◆ **What the exercise asks**: Tally how many lines in the records below contain the string "provide", treating uppercase and lowercase as different. Reply with the number alone.
***
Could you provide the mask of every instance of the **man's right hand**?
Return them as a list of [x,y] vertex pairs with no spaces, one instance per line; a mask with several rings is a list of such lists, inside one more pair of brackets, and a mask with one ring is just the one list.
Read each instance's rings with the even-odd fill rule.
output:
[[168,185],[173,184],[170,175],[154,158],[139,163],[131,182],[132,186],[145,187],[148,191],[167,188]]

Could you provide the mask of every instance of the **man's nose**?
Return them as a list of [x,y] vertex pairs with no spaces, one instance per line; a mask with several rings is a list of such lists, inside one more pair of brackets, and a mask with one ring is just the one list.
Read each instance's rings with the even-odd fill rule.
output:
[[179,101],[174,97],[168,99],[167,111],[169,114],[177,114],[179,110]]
***
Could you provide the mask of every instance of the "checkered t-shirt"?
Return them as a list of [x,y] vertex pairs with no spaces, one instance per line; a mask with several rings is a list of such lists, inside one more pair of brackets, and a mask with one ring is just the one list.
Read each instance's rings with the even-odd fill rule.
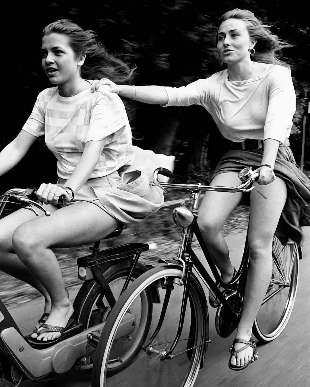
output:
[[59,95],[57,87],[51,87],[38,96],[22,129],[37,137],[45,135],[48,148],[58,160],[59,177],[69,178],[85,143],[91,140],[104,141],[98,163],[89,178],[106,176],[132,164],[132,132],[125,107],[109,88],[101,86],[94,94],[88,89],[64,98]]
***
◆ **Answer for this exercise**: 3